# Compiti assegnati:
(1) Rispondi a queste domande sul brano su Veblen e la classe agiata:
(a) In che anno il libro diventa popolare, e quale rivista lo lancia?
(b) Nel primitivo stadio barbarico, quale era la prova d'idoneità per entrare nella classe agiata?
(c) Quale era la base economica della classe agiata, allora come in seguito?
(2) Prosegui, per favore, il brano su Veblen e la classe agiata a partire dall'ultima frase riportata.

# Brano di testo:

Il libro diventa popolare solo nel 1918 quando viene lanciato dalla
sofisticata rivista "Vanity Fair" (che si pubblica tuttora anche in
lingua italiana); giunge alla nona ristampa nel 1925.
Veblen muore con una piccola rendita nel 1929, poco prima della grande depressione.
«
Il complesso della classe agiata è alimentato da un continuo processo
selettivo, per cui gli individui e le stirpi eminentemente idonei a una
competizione finanziaria ingressiva vengono separati dalle classi
inferiori. Per raggiungere i ranghi superiori l'aspirante deve avere
non solo un buon corredo medio di tutte le attitudini finanziarie, ma
deve inoltre possedere queste doti in grado così eminente da superare
le gravissime difficoltà che gli sbarrano la strada. Salvo casi
accidentali, i nouveaux arrivés sono un corpo scelto.
Questo processo di ammissione selettiva non s'è naturalmente mai
interrotto, da quando cominciò il sistema dell'emulazione finanziaria,
che è quasi quanto dire, da quando vige l'istituzione di una classe
agiata. Ma il criterio preciso di selezione non è sempre stato il
medesimo, e perciò il processo selettivo non ha dato sempre i medesimi
risultati. Nel primitivo stadio barbarico o di rapina propriamente
detto, la prova d'idoneità era il coraggio, nel senso vergine della
parola. Per ottenere l'accesso alla classe, il candidato doveva essere
dotato di senso della solidarietà, di ferocia, solidità, mancanza di
scrupoli e tenacia di propositi. Queste le qualità che contavano per
accumulare e continuare a detenere la ricchezza. La base economica
della classe agiata, allora come in seguito, era il possesso della
ricchezza; ma i metodi per accumularla e le doti richieste per
conservarla sono in parte cambiati dai primi giorni della civiltà di
rapina. Come conseguenza del processo selettivo le caratteristiche
dominanti della primitiva classe agiata barbarica erano l'aggressione
temeraria, un vivo senso di casta, e un libero ricorso alla frode. I
membri della classe mantenevano il loro posto col coraggio personale.
Nella civiltà barbarica posteriore la società raggiunse metodi stabili
di acquisizione e di possesso sotto il regime di casta quasi pacifico.

(Voci memorizzate)
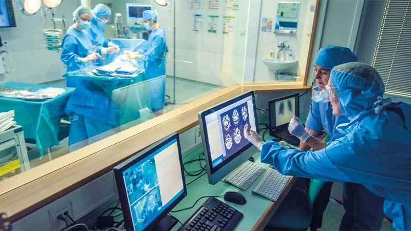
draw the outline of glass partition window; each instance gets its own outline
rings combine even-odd
[[[255,82],[304,78],[314,0],[283,14],[298,15],[292,34],[274,33],[269,26],[278,4],[288,5],[268,0],[261,12],[250,0],[164,6],[151,0],[84,2],[90,10],[78,8],[80,1],[63,1],[53,9],[42,2],[42,13],[32,16],[10,2],[14,7],[8,9],[14,9],[18,23],[0,28],[7,42],[0,46],[7,51],[4,69],[0,63],[0,112],[6,112],[0,122],[13,126],[0,127],[0,184],[247,82],[247,68],[255,68]],[[258,32],[252,29],[257,15],[264,22]],[[276,59],[266,60],[271,52]]]

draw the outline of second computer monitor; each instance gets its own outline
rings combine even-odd
[[[250,125],[258,132],[253,91],[198,113],[209,182],[214,184],[255,152],[245,137]]]

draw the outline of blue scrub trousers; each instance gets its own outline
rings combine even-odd
[[[348,182],[344,184],[343,196],[345,214],[341,220],[340,230],[381,229],[384,198],[362,185]]]

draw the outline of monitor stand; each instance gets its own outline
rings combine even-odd
[[[177,219],[169,215],[168,214],[163,218],[155,226],[153,227],[152,230],[162,230],[162,231],[169,231],[171,230],[174,225],[177,224]]]

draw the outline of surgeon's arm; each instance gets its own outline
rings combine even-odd
[[[308,138],[305,143],[303,141],[300,142],[300,149],[301,150],[307,151],[310,148],[312,148],[313,150],[316,151],[325,147],[327,143],[316,138],[320,135],[321,131],[311,130],[307,127],[305,127],[305,130],[312,136]]]
[[[335,153],[348,152],[342,145],[333,145]],[[272,164],[280,173],[298,177],[314,178],[324,181],[352,182],[336,165],[331,162],[327,154],[327,148],[320,151],[304,151],[285,148],[277,142],[267,141],[261,150],[261,162]]]
[[[77,49],[77,41],[73,35],[66,35],[62,43],[60,58],[68,67],[79,67],[83,63],[83,57],[80,57],[74,52]]]

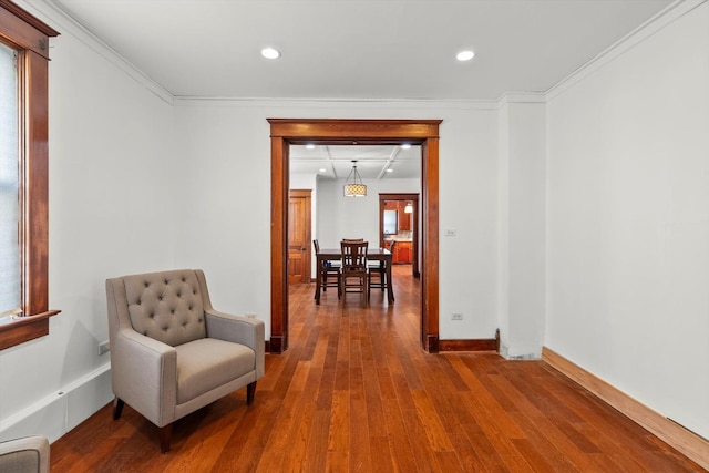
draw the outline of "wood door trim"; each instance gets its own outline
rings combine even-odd
[[[291,144],[421,145],[421,342],[439,351],[439,125],[441,120],[267,119],[270,123],[270,349],[288,349],[288,196]]]
[[[311,254],[311,246],[312,245],[312,232],[311,232],[311,227],[312,227],[312,220],[310,217],[310,203],[311,203],[311,198],[312,198],[312,191],[310,189],[290,189],[288,193],[288,198],[305,198],[306,199],[306,225],[305,225],[305,229],[306,229],[306,237],[305,237],[305,255],[302,257],[302,265],[304,265],[304,275],[302,275],[302,279],[300,282],[310,282],[311,279],[311,266],[312,266],[312,261],[310,258],[310,254]]]

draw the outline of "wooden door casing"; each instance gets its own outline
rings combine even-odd
[[[310,282],[311,191],[291,189],[288,200],[288,284]]]
[[[291,144],[421,145],[421,345],[439,346],[439,125],[442,120],[267,119],[270,123],[270,337],[288,349],[288,189]],[[414,220],[415,225],[415,220]]]

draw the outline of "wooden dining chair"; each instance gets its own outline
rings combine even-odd
[[[316,257],[320,253],[320,244],[317,239],[312,240],[315,247]],[[321,281],[322,291],[327,291],[328,287],[337,287],[337,298],[342,296],[342,284],[340,280],[341,273],[340,261],[322,261],[322,265],[318,268],[318,277]],[[315,296],[317,297],[317,296]]]
[[[369,243],[367,241],[340,241],[340,250],[342,253],[342,270],[340,273],[342,297],[347,292],[361,292],[364,296],[364,302],[369,301],[367,290],[368,248]],[[354,282],[350,282],[352,279]]]
[[[391,254],[394,254],[394,246],[397,245],[397,240],[392,239],[391,240],[391,245],[389,246],[389,251],[391,251]],[[393,259],[393,256],[392,256]],[[370,291],[371,288],[381,288],[381,291],[383,292],[384,289],[387,289],[388,285],[391,284],[391,281],[387,280],[387,264],[384,263],[384,260],[380,260],[380,261],[369,261],[367,264],[367,290]],[[376,275],[376,276],[374,276]],[[372,279],[372,276],[374,276],[374,278]]]

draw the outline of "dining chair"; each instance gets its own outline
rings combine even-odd
[[[392,239],[391,245],[389,246],[389,248],[387,248],[392,254],[392,259],[395,245],[397,240]],[[374,279],[372,279],[372,275],[377,275]],[[387,264],[384,263],[384,260],[382,259],[379,261],[369,261],[367,264],[367,290],[369,291],[373,287],[380,288],[383,292],[389,284],[391,284],[391,281],[387,280]]]
[[[320,253],[320,244],[317,239],[312,240],[315,247],[316,257]],[[318,268],[318,277],[321,280],[321,287],[323,291],[328,290],[328,287],[337,287],[337,298],[342,295],[342,285],[340,281],[341,261],[322,261],[322,265]],[[318,297],[317,295],[315,297]]]
[[[340,250],[342,254],[342,271],[340,279],[342,280],[342,297],[347,292],[361,292],[364,296],[364,302],[369,301],[367,290],[367,250],[368,241],[340,241]],[[354,279],[356,282],[350,282]]]

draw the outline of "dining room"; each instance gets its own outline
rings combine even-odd
[[[419,276],[421,147],[291,145],[289,157],[289,285],[314,282],[314,304],[337,297],[337,288],[328,290],[320,277],[322,265],[341,266],[341,241],[361,239],[368,244],[367,265],[373,271],[373,279],[368,278],[373,280],[372,304],[393,305],[392,274]],[[346,187],[352,183],[363,195],[348,195]],[[308,212],[294,207],[295,195],[309,196]],[[298,268],[306,266],[306,277],[298,276]],[[341,299],[358,301],[350,295]]]

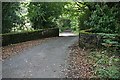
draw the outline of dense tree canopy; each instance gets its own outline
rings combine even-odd
[[[28,7],[28,17],[34,29],[56,26],[56,19],[62,14],[65,3],[31,2]]]

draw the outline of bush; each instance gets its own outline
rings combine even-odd
[[[6,33],[2,34],[2,46],[20,43],[29,40],[35,40],[40,38],[59,36],[58,28],[50,28],[36,31],[28,31],[22,33]]]

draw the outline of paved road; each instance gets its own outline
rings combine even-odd
[[[68,46],[78,37],[52,38],[32,49],[6,59],[3,78],[64,78]]]

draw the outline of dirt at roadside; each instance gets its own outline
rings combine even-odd
[[[4,60],[6,58],[9,58],[10,56],[18,54],[21,51],[24,51],[26,49],[37,46],[37,45],[41,44],[43,41],[46,41],[48,39],[50,39],[50,38],[26,41],[26,42],[22,42],[22,43],[17,43],[17,44],[13,44],[13,45],[0,47],[0,49],[1,49],[0,54],[2,54],[0,56],[0,59]]]
[[[69,47],[68,78],[90,78],[93,75],[92,65],[87,59],[89,51],[79,48],[77,43]]]

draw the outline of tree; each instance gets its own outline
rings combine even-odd
[[[2,3],[2,33],[8,33],[12,27],[22,23],[19,17],[19,2],[3,2]]]
[[[62,14],[65,3],[30,2],[28,17],[34,29],[56,27],[55,21]]]

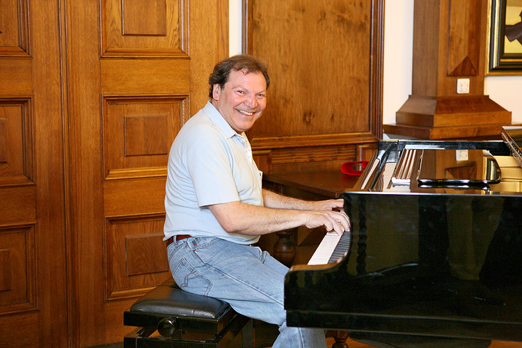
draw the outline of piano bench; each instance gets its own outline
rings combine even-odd
[[[239,347],[253,346],[252,319],[226,302],[182,290],[173,279],[136,300],[123,324],[137,326],[124,338],[124,348],[225,348],[237,344],[239,333]]]

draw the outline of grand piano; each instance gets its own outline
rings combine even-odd
[[[501,141],[379,141],[340,195],[351,230],[287,274],[287,324],[378,347],[522,341],[521,145],[512,127]]]

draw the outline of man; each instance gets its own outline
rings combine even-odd
[[[307,202],[262,189],[244,132],[267,104],[269,79],[256,58],[219,63],[209,102],[171,148],[165,240],[174,280],[183,290],[222,299],[239,313],[276,324],[274,347],[326,347],[322,330],[286,326],[288,269],[251,244],[260,235],[306,226],[349,229],[342,200]]]

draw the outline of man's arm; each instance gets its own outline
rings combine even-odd
[[[309,201],[292,198],[282,196],[271,191],[263,189],[263,200],[264,206],[276,209],[296,209],[299,210],[342,210],[342,199],[329,199],[326,200]]]
[[[209,205],[208,207],[227,232],[244,235],[264,235],[299,226],[308,228],[324,226],[327,231],[335,230],[339,235],[349,230],[348,216],[332,210],[333,207],[338,207],[337,200],[330,200],[333,203],[322,201],[322,203],[314,204],[313,202],[290,198],[264,190],[263,197],[265,196],[269,198],[270,205],[268,207],[230,202]],[[317,207],[324,207],[325,209],[309,209]]]

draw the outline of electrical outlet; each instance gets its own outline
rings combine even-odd
[[[469,93],[469,79],[457,79],[457,93]]]

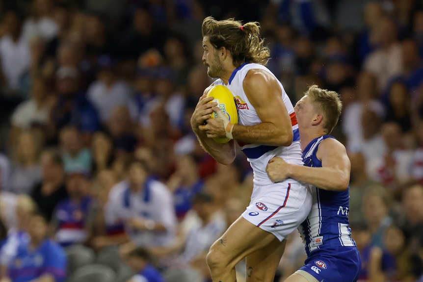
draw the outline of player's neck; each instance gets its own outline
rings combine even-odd
[[[304,149],[306,149],[307,146],[313,140],[326,134],[326,133],[324,131],[317,128],[315,129],[314,128],[303,130],[301,130],[300,128],[298,129],[300,132],[301,152],[304,151]]]
[[[220,77],[220,79],[222,79],[225,85],[227,85],[228,83],[229,83],[229,79],[231,79],[231,77],[236,69],[236,68],[232,65],[225,68],[225,73]]]

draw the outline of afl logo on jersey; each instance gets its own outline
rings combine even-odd
[[[316,265],[317,265],[320,268],[323,268],[323,269],[326,269],[327,266],[326,266],[326,263],[325,263],[321,260],[316,260],[316,261],[315,261],[315,263],[316,263]]]
[[[263,211],[266,211],[266,210],[267,210],[267,207],[265,205],[264,205],[261,202],[258,202],[257,203],[256,203],[256,206],[257,206],[259,209],[261,209]]]

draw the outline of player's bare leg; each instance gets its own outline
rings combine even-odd
[[[264,248],[247,256],[247,282],[273,282],[287,241],[276,237]]]
[[[239,217],[210,248],[207,264],[213,282],[235,282],[235,265],[274,242],[272,233]]]
[[[319,282],[318,280],[308,272],[302,271],[301,273],[304,275],[304,276],[297,273],[294,273],[287,278],[284,282]]]

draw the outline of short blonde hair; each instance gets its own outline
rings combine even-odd
[[[338,123],[342,110],[339,94],[314,85],[309,87],[304,95],[312,98],[313,103],[317,106],[317,109],[323,114],[325,121],[323,128],[329,134]]]

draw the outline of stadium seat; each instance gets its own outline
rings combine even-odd
[[[68,257],[68,272],[73,273],[84,265],[93,263],[95,258],[94,251],[80,245],[74,245],[65,249]]]
[[[90,264],[77,269],[67,282],[116,282],[113,269],[102,264]]]
[[[95,258],[96,263],[108,266],[117,273],[124,265],[115,246],[105,248],[99,252]]]
[[[136,273],[129,266],[124,265],[118,270],[116,281],[117,282],[127,282]]]
[[[166,282],[202,282],[202,276],[192,268],[170,268],[163,272]]]

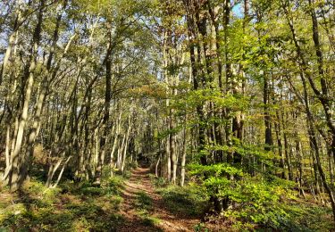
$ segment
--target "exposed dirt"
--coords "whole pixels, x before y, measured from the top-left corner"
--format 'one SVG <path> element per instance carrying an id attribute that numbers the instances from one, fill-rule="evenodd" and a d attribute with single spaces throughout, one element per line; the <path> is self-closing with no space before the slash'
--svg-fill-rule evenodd
<path id="1" fill-rule="evenodd" d="M 194 226 L 200 220 L 176 215 L 168 211 L 162 197 L 155 193 L 148 174 L 148 169 L 138 168 L 132 171 L 130 178 L 126 182 L 121 195 L 124 201 L 121 205 L 121 213 L 125 221 L 118 231 L 194 231 Z M 141 192 L 146 193 L 152 200 L 153 207 L 149 214 L 150 217 L 158 219 L 158 223 L 155 225 L 145 223 L 138 215 L 136 203 L 138 195 Z"/>

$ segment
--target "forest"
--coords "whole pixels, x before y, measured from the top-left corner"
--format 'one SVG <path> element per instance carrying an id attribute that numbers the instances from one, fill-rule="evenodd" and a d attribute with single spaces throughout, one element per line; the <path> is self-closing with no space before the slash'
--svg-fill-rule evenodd
<path id="1" fill-rule="evenodd" d="M 0 231 L 334 231 L 334 0 L 0 1 Z"/>

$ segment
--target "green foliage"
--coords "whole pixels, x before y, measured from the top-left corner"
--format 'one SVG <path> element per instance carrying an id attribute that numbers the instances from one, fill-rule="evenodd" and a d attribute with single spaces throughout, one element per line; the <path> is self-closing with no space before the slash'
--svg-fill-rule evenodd
<path id="1" fill-rule="evenodd" d="M 149 174 L 149 178 L 150 178 L 151 183 L 155 187 L 163 187 L 169 185 L 169 182 L 164 178 L 157 178 L 156 176 L 152 175 L 152 174 Z"/>
<path id="2" fill-rule="evenodd" d="M 31 179 L 14 203 L 11 199 L 3 202 L 0 224 L 4 229 L 15 231 L 115 229 L 123 221 L 118 213 L 122 186 L 123 178 L 119 176 L 104 179 L 101 187 L 67 181 L 57 188 L 47 188 Z M 6 192 L 2 191 L 0 196 L 3 195 Z"/>
<path id="3" fill-rule="evenodd" d="M 208 197 L 201 189 L 190 185 L 185 187 L 169 186 L 158 188 L 169 211 L 183 216 L 202 216 Z"/>

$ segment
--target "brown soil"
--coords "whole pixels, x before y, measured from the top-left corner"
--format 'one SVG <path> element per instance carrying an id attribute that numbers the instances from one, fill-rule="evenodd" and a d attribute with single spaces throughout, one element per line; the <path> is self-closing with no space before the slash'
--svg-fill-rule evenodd
<path id="1" fill-rule="evenodd" d="M 121 213 L 125 221 L 117 231 L 194 231 L 194 226 L 200 220 L 168 211 L 162 197 L 155 193 L 148 174 L 148 169 L 138 168 L 132 171 L 130 178 L 125 183 L 125 189 L 121 195 L 124 200 L 121 205 Z M 137 194 L 140 192 L 146 193 L 152 199 L 153 207 L 149 214 L 150 217 L 159 220 L 155 225 L 145 223 L 138 215 L 136 202 Z"/>

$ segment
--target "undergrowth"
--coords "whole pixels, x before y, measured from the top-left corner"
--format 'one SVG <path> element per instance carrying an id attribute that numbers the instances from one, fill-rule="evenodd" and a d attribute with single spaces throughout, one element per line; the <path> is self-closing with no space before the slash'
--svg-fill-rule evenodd
<path id="1" fill-rule="evenodd" d="M 62 183 L 47 188 L 30 179 L 16 194 L 0 194 L 0 231 L 113 231 L 122 223 L 119 206 L 123 178 L 105 178 L 101 187 L 89 182 Z"/>

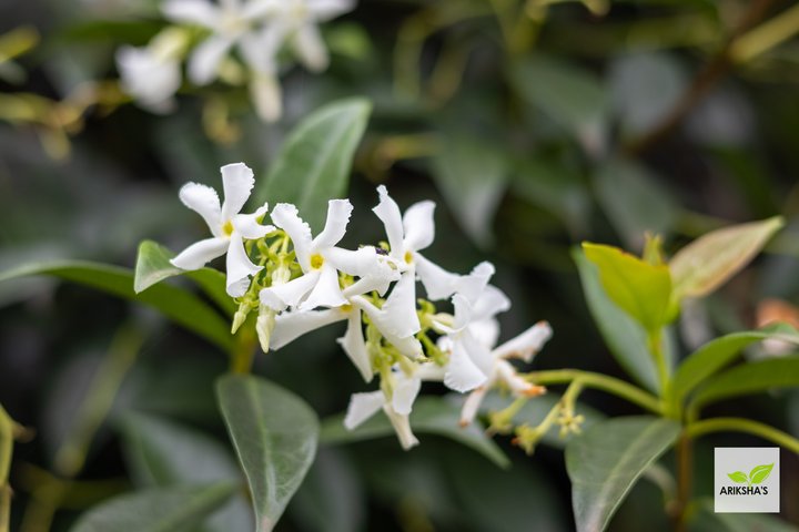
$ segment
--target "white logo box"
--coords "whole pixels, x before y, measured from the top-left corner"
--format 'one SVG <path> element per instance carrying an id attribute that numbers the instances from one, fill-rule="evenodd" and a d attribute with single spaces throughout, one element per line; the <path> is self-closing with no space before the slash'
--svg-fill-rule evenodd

# Risultati finali:
(1)
(a) Nel 1918, lanciato dalla rivista "Vanity Fair".
(b) Il coraggio, nel senso vergine della parola.
(c) Il possesso della ricchezza.

(2)
La semplice aggressione e l'aperta violenza cedettero il posto in gran
parte a cavilli e intrighi d'astuzia, quali ottimi sistemi d'accumulare
ricchezze. Una diversa gamma di attitudini e di tendenze dovette allora
tramandarsi nella classe agiata. La capacita d'aggredire e la forza
correlativa, insieme con un senso di casta spietatamente vivo,
figuravano sempretra le caratteristiche più splendide della classe.
Queste sono rimaste nelle nostre tradizioni come le tipiche « virtù
aristocratiche ». Ma a esse s'univa un crescente bagaglio di meno
indiscrete virtù finanziarie; quali la previdenza, la prudenza e
l'intrigo. Col passare del tempo e l'avvicinarsi dello stadio pacifico
moderno della civiltà finanziaria, quest'ultima categoria di attitudini
e di abitudini guadagnò in relativa efficacia ai fini finanziari, e ha
avuto un peso relativamente maggiore nel processo selettivo per cui si
ottiene l'ammissione e si mantiene il-posto nella classe agiata.
Il criterio di selezione è cambiato al punto che le attitudini che
adesso rendono idonei all'ammissione nella classe sono le sole
attitudini finanziarie. Ciò che resta delle caratteristiche barbariche
di rapina è la tenacia di proposito o fermezza di scopi che distingueva
il barbaro predone vittorioso dal pacifico selvaggio ch'egli soppiantò.
Ma non si può dire che questo tratto distingua in modo caratteristica
l'uomo di classe superiore che ha avuto successo finanziario, dalle
masse delle classi industriali. L'educazione e la selezione a cui
queste ultime sono esposte nella vita industriale moderna danno a
questa caratteristica un peso del pari decisivo. La tenacia di
propositi si può dire piuttosto che distingua entrambe queste classi da
due altre: il buono a nulla e il delinquente di classe inferiore. In
fatto di doti naturali il finanziere si paragona al delinquente, al
modo stesso con cui l'industriale si paragona al dipenderne inetto e
bonario. Il finanziere ideale è simile al delinquente ideale in quanto
volge senza scrupoli persone e cose ai suoi fini, e trascura
spregiudicatamente i sentimenti e i desideri degli altri nonché gli
effetti più remoti delle sue azioni; ma se ne differenzia in quanto
possiede un senso più vivo del suo rango e lavora con più consistenza e
lungimiranza a un fine più lontano. L'affinità dei due tipi di
temperamento si svela ulteriormente in una tendenza al « gioco » e alla
scommessa e nel gusto di un'emulazione senza scopo. Il finanziere
ideale rivela pure una curiosa affinità col delinquente in una delle
variazioni concomitanti della natura umana predatoria. Il delinquente
ha di regola abitudini mentali superstiziose; egli crede ciecamente
nella fortuna, negli incantesimi, nella divinazione e nel destino, nei
presagi e nei riti sciamanistici. Dove le circostanze siano favorevoli,
questa tendenza può esprimersi in un certo fervóre di devozione servile
e in una puntigliosa osservanza di pratiche devote; può forse meglio
definirsi come ritualismo che come religione. A questo punto il
temperamento del delinquente è più affine alle classi agiate e
finanziarie che all'industriale o alla classe dei dipendenti inetti».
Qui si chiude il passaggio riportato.